And then there are the props…! You need a wide variety of shapes, sizes, finishes, and textures to create an interesting still life, in addition to flowers, vegetables, and fruit. I’ve been given/collected some beautiful ceramic works over my lifetime (I’ll be 70 next month), and they are really special…gorgeous raku’, lovely glazes, interesting shapes/colors…and also inherited a few really old pieces full of history and memories. One of the most surprising and engaging aspects of still life painting has been recalling the memories of loved ones as I paint a favorite vase or even the history I can feel when thinking about those times. How can I get that emotion/connection into my paintings? Sometimes it just flows out of the brush if you are in the right frame of mind, but most of the time it requires more thought and planning.
There is a lot of research about how people learn new skills, and one recommendation is that you need more easel time (practice). As a former teacher, I know that practice is important but it isn’t the only consideration when learning a new skill; you need focused practice as well as more contextual learning. Painting is a complex activity, and developing mastery with still life painting is more than being able to paint a great ellipse (something that can still challenge me!). Reading books on the topic, watching videos, and viewing works in person (art museums) or online by famous still life artists is also valuable. I took an online intensive 5-day still life workshop with Kelli, signed up for another online class with a nationally known artist, and have been doing a lot of reading/research, which is ongoing. A couple of books on still life were welcome additions to my collection of art books, and watching videos about still life painting over again with fresh eyes was enlightening. There are some great Zoom presentations and videos out there, and many are free, dealing with all kinds of art, so if you have an internet connection and a cell phone you are good to go! I have an Apple TV connection, so I will often mirror the YouTube video/Zoom presentation on my big screen TV.

▶ _How to complete this task_:
Go on with the still life painting text, picking up after its last sentence. The listing that follows is taken from a separate source.

▶ _Extracted material_:
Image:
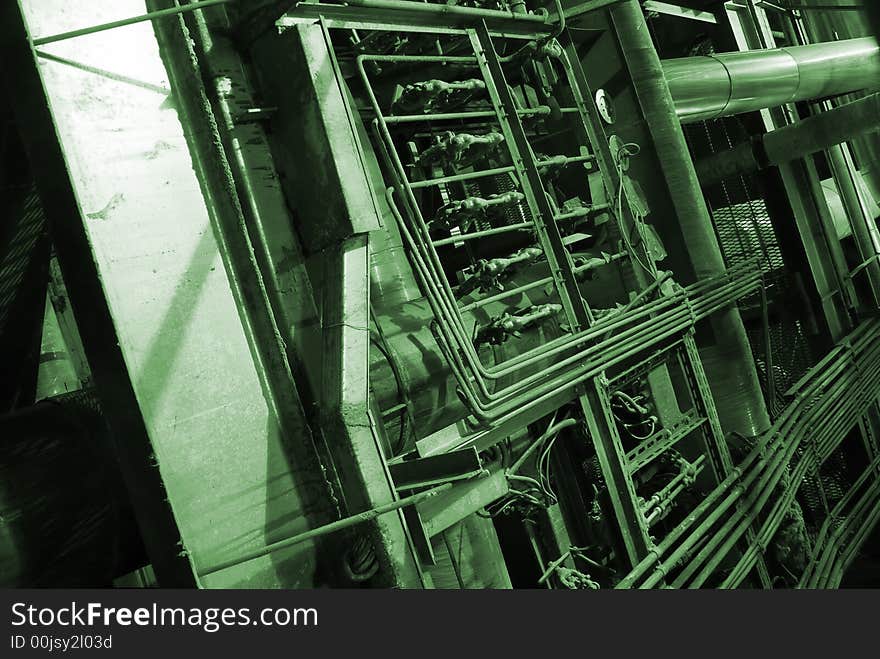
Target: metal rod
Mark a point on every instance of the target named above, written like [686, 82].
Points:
[161, 13]
[332, 527]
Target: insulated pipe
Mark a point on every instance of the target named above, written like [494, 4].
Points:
[749, 416]
[798, 140]
[713, 86]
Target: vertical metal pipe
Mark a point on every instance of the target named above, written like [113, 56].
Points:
[858, 217]
[748, 414]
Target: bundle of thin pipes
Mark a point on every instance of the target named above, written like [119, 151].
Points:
[826, 405]
[843, 531]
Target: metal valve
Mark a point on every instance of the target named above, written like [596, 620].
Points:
[431, 95]
[487, 273]
[462, 212]
[503, 327]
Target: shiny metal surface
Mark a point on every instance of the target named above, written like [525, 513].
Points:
[709, 87]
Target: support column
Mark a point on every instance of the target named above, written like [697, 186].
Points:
[748, 414]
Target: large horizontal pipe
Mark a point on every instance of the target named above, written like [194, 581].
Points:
[809, 136]
[708, 87]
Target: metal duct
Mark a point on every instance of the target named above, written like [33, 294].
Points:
[713, 86]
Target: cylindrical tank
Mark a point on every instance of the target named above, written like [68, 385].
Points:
[724, 84]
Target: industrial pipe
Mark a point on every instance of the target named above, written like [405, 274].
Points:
[713, 86]
[749, 415]
[792, 142]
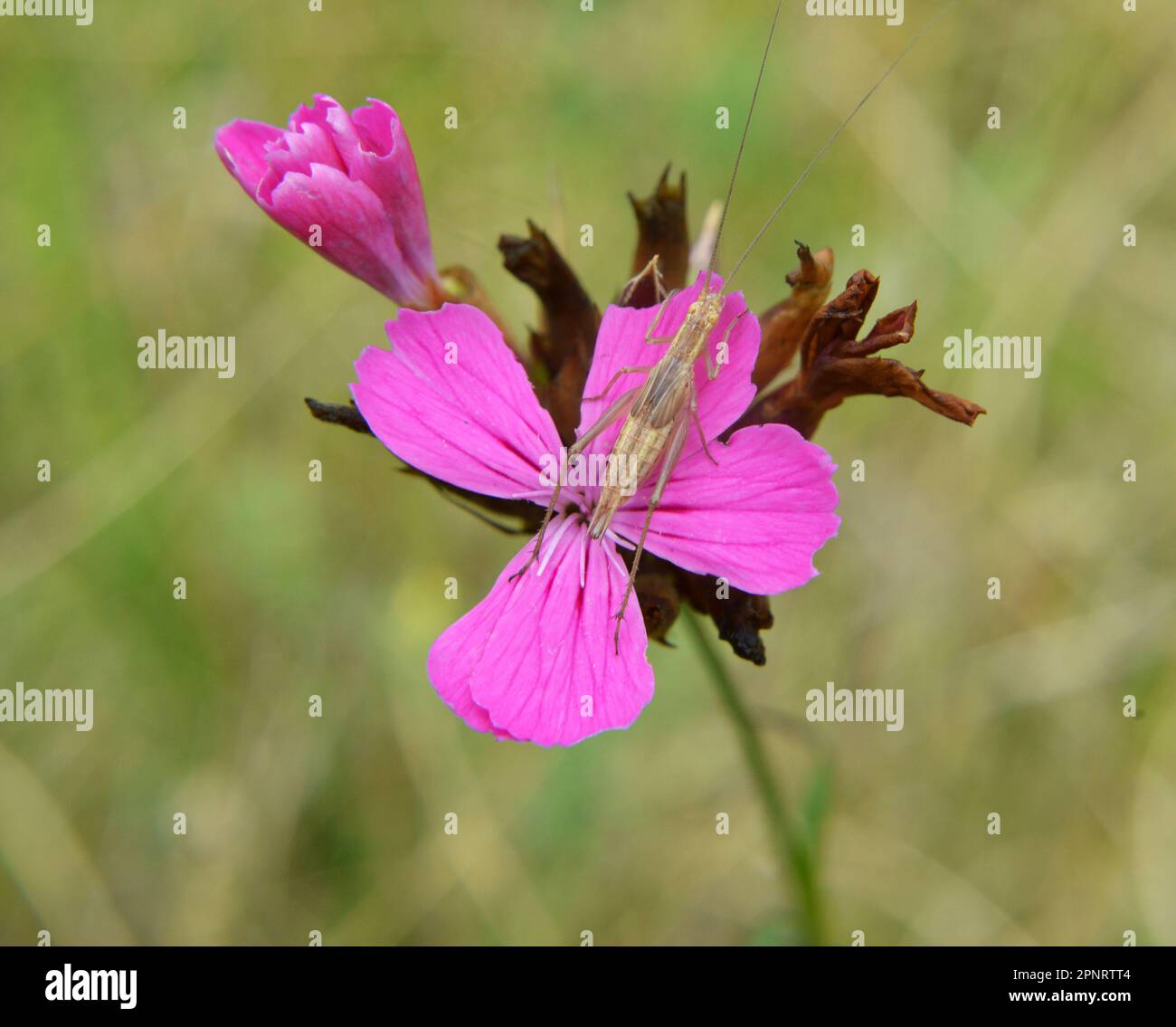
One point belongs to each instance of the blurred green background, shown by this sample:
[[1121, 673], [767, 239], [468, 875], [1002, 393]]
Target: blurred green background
[[337, 588]]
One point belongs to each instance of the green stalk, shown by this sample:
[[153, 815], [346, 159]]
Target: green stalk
[[791, 849]]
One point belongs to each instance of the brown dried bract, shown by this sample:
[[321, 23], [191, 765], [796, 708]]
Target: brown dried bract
[[564, 344], [782, 328], [834, 366], [661, 230], [646, 289]]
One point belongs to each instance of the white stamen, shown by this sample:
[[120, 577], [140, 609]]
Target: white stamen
[[624, 544], [552, 545]]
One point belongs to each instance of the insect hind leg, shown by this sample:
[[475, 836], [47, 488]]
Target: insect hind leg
[[610, 416], [677, 442]]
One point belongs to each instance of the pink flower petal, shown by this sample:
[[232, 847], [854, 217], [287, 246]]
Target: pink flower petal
[[354, 176], [242, 147], [756, 519], [620, 342], [356, 232], [536, 654], [451, 399]]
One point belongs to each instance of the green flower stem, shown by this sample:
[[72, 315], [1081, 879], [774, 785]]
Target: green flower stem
[[792, 849]]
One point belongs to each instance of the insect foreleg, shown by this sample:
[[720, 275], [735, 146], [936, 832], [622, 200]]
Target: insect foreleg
[[618, 410], [612, 381], [653, 328], [673, 451], [697, 423], [712, 367]]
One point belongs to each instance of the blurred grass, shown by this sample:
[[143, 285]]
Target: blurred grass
[[337, 588]]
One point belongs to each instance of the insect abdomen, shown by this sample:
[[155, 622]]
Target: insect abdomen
[[638, 448]]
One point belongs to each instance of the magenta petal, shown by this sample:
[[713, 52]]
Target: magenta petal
[[379, 156], [242, 147], [451, 399], [756, 519], [536, 654], [356, 232], [352, 176], [620, 342]]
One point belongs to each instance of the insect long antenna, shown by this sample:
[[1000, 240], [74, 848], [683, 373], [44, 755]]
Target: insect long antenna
[[828, 142], [739, 154]]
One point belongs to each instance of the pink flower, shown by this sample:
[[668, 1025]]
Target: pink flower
[[356, 177], [534, 661]]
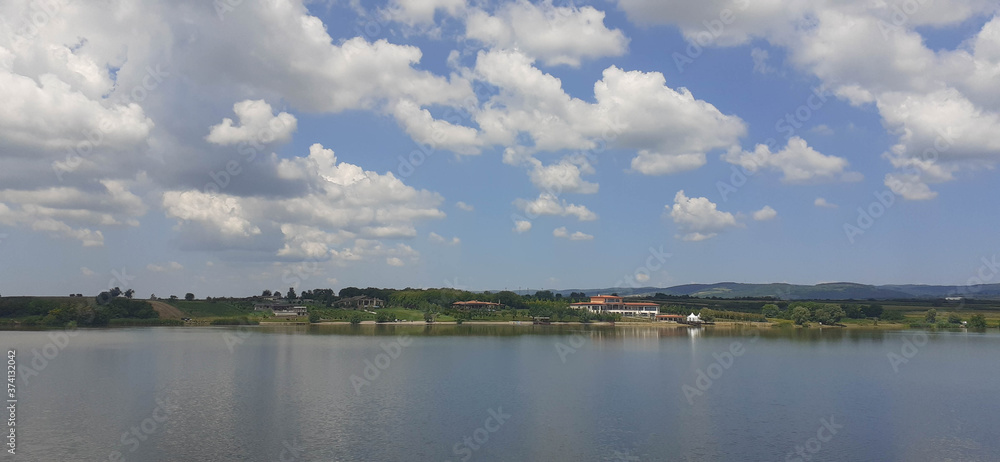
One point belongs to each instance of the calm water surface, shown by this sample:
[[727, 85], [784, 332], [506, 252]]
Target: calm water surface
[[562, 393]]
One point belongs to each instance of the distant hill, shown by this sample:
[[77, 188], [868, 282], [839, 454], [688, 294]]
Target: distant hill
[[827, 291]]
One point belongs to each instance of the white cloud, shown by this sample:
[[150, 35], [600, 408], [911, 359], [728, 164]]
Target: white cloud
[[564, 176], [394, 261], [70, 212], [554, 34], [760, 65], [634, 110], [439, 134], [821, 129], [797, 161], [764, 214], [549, 204], [421, 12], [697, 217], [338, 202], [874, 52], [171, 266], [821, 202], [576, 236], [435, 237], [257, 124]]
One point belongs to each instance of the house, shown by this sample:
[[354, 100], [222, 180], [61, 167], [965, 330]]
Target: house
[[361, 302], [615, 304], [281, 309], [476, 305], [669, 317]]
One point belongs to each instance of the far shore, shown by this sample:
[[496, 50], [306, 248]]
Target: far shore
[[725, 324]]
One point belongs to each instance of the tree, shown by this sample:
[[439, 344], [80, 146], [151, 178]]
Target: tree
[[800, 315], [977, 321], [930, 316]]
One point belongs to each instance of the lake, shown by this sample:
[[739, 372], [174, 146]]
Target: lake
[[505, 393]]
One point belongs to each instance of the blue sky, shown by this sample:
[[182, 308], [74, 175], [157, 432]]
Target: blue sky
[[725, 167]]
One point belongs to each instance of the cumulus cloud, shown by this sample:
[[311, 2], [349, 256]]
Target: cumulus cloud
[[872, 53], [549, 204], [697, 218], [257, 124], [821, 202], [562, 233], [171, 266], [554, 34], [797, 161], [394, 261], [563, 176], [341, 202], [760, 57], [764, 214], [435, 237], [421, 12], [671, 130]]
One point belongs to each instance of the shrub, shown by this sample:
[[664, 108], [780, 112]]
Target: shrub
[[977, 321]]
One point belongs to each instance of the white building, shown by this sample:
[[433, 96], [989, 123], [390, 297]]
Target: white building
[[615, 304]]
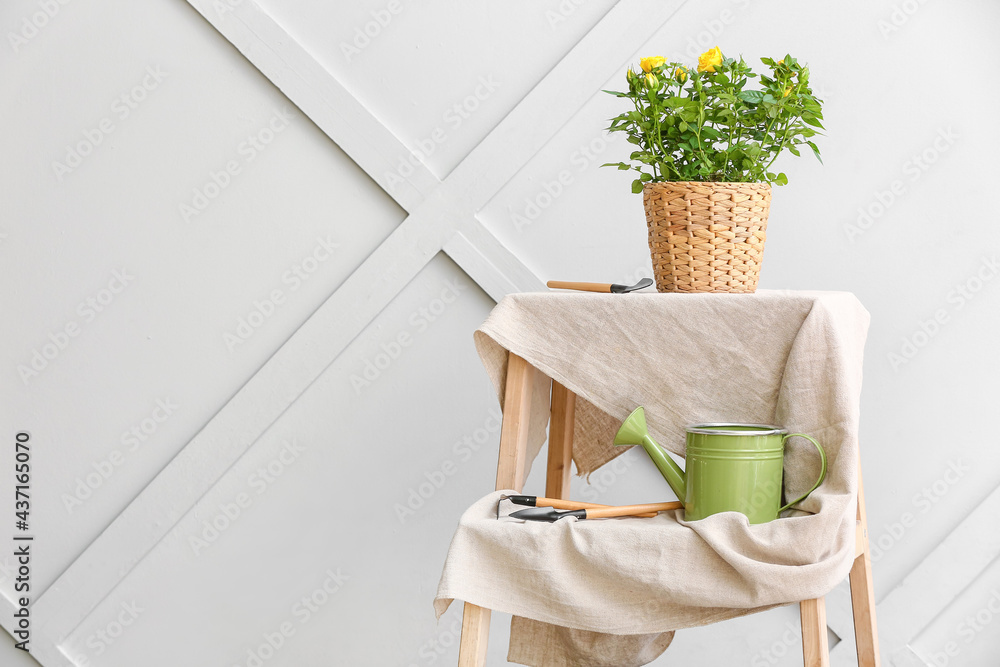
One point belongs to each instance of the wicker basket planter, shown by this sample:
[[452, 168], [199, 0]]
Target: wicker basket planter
[[706, 237]]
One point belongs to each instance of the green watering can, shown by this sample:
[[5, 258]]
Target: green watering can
[[730, 467]]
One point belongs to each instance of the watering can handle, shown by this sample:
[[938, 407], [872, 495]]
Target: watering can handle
[[822, 472]]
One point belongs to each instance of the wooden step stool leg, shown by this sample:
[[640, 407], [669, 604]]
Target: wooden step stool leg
[[561, 422], [863, 592], [815, 645], [510, 475]]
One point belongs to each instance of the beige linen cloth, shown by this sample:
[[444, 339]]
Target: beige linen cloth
[[608, 592]]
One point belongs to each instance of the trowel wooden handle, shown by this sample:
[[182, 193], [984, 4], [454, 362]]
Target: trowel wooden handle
[[583, 287], [632, 510], [559, 504]]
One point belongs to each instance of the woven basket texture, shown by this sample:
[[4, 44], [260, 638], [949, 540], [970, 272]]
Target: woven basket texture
[[706, 237]]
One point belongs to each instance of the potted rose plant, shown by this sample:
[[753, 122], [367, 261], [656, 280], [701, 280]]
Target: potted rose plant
[[705, 142]]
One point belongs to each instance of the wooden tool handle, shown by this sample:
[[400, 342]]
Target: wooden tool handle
[[583, 287], [559, 504], [632, 510]]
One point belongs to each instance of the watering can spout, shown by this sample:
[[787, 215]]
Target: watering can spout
[[633, 431]]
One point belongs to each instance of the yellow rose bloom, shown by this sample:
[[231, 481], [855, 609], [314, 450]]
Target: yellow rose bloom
[[708, 60], [651, 63]]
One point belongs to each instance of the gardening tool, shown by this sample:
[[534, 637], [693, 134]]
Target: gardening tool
[[551, 514], [558, 503], [600, 287], [730, 467]]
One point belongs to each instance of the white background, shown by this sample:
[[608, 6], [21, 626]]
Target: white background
[[910, 100]]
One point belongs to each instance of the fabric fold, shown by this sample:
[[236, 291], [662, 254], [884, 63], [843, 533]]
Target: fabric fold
[[787, 358]]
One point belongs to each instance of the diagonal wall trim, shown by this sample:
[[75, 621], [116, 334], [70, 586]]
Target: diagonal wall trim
[[321, 97], [442, 217]]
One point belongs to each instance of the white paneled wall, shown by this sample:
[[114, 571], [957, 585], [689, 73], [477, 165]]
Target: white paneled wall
[[258, 440]]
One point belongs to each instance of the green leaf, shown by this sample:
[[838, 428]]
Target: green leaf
[[815, 151]]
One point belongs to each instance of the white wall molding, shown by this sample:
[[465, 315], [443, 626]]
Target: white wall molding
[[442, 217]]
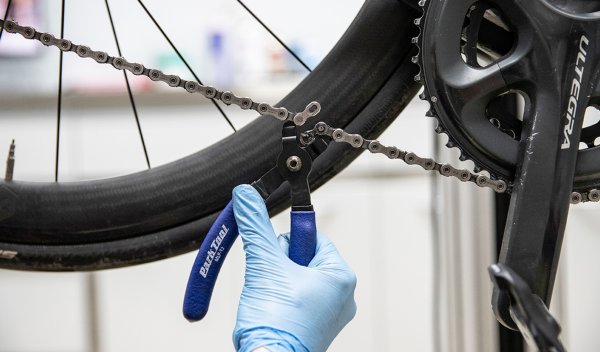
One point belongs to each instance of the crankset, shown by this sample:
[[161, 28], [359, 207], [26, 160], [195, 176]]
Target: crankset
[[509, 82]]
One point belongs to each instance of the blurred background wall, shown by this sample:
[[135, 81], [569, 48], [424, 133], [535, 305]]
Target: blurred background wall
[[378, 212]]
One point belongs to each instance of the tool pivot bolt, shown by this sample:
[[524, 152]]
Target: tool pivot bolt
[[294, 163]]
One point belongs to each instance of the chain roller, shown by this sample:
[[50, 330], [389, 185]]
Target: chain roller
[[120, 63], [375, 147], [229, 98]]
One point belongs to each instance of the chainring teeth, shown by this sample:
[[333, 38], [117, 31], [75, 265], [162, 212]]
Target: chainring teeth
[[426, 96]]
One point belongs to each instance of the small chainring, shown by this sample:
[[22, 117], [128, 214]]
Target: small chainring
[[464, 86]]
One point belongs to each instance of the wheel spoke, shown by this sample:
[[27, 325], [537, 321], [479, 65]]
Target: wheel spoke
[[129, 92], [184, 61], [274, 35], [59, 99], [5, 17]]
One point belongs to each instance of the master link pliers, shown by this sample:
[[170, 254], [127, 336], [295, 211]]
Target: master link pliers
[[293, 165]]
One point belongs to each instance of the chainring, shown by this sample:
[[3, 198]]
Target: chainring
[[483, 36]]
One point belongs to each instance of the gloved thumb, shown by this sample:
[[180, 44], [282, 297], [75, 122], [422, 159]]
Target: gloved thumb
[[254, 224]]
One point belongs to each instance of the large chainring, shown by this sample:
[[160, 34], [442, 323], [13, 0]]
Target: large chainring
[[464, 86]]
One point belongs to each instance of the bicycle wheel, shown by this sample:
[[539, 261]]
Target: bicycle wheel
[[362, 85]]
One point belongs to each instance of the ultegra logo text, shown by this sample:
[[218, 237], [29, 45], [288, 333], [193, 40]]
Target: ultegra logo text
[[214, 252], [575, 89]]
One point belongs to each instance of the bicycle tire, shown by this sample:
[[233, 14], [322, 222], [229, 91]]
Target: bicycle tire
[[362, 85]]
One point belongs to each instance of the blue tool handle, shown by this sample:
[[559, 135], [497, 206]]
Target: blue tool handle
[[303, 237], [207, 265]]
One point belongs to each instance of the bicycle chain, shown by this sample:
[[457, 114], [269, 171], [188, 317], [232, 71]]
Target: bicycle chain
[[120, 63], [375, 147], [281, 113]]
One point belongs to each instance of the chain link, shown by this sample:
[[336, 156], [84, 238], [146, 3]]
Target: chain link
[[322, 129], [120, 63], [357, 141]]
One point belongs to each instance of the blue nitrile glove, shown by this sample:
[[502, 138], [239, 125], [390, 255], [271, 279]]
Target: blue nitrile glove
[[285, 306]]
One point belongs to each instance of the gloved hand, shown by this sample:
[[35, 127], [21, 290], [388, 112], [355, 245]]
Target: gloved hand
[[285, 306]]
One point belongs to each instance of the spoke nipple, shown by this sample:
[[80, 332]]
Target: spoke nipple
[[10, 162], [576, 198]]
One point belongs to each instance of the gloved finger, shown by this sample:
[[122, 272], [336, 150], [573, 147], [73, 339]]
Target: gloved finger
[[327, 256], [254, 223], [284, 243]]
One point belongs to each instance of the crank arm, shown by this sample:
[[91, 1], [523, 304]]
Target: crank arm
[[544, 177]]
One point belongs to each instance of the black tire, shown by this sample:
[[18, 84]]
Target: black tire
[[362, 85]]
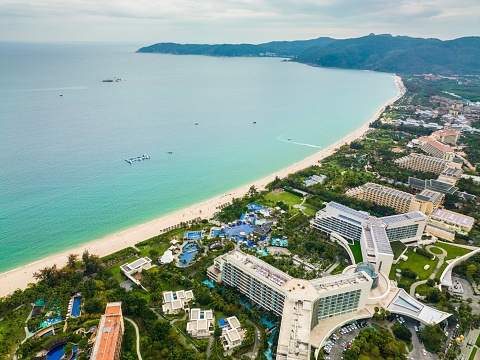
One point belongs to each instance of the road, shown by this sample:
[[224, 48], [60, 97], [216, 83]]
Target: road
[[138, 337]]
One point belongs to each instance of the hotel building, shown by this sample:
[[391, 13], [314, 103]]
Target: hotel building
[[424, 163], [312, 309], [446, 136], [436, 148], [110, 333], [401, 201]]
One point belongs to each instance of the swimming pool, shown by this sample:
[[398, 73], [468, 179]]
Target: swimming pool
[[188, 253], [57, 352], [269, 353], [262, 252], [209, 283], [77, 300]]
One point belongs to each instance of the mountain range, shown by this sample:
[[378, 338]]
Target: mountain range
[[385, 53]]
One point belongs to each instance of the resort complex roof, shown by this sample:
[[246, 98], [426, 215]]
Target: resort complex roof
[[402, 217], [455, 218]]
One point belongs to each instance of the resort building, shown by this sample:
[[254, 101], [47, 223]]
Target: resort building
[[260, 282], [436, 148], [312, 309], [201, 323], [133, 269], [174, 301], [110, 333], [449, 222], [401, 201], [439, 186], [232, 332], [424, 163], [450, 175], [446, 136]]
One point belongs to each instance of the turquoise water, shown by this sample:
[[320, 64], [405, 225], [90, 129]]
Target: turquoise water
[[64, 180]]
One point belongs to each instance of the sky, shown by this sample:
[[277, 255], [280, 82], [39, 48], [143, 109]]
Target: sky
[[232, 21]]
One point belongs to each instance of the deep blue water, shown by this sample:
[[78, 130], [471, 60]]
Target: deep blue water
[[64, 180]]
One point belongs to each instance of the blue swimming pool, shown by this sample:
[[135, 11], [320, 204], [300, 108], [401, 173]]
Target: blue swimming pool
[[269, 324], [262, 252], [188, 253], [209, 283], [57, 352], [77, 300], [269, 353]]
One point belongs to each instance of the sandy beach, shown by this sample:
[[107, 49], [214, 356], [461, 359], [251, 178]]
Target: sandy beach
[[21, 277]]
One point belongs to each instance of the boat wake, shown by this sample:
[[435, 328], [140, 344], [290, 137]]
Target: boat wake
[[57, 89], [297, 143]]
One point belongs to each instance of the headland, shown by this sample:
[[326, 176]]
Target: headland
[[22, 276]]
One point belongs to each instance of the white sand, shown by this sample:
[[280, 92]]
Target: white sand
[[19, 278]]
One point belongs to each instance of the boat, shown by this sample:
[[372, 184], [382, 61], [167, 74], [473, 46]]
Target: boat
[[137, 158]]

▶ _Answer below_:
By doing something productive I’ve felt better. It’s required me to suspend judgment, open my mind, and accept help/guidance, sometimes a very difficult thing for a professional artist at any age. Many of those old ‘rules’ and ideas need to take a back seat in order to learn something new. I find that using a slogan such as “Take what you like and leave the rest” is very helpful…as is “slow and steady wins the race”. It helps me to get out of my lock-step methods and opens me up to question/examine. My goal has always been to be a ‘lifelong learner’, and to improve as an artist, not to adopt another artist’s style but to dig deep and become more expressive, creating something that is heartfelt. It’s really caused me to think more about form, edges, about how light falls on an object, and to ask questions, such as, “What is my concept? Why do I love this? How can I get more emotion into my work? What if….”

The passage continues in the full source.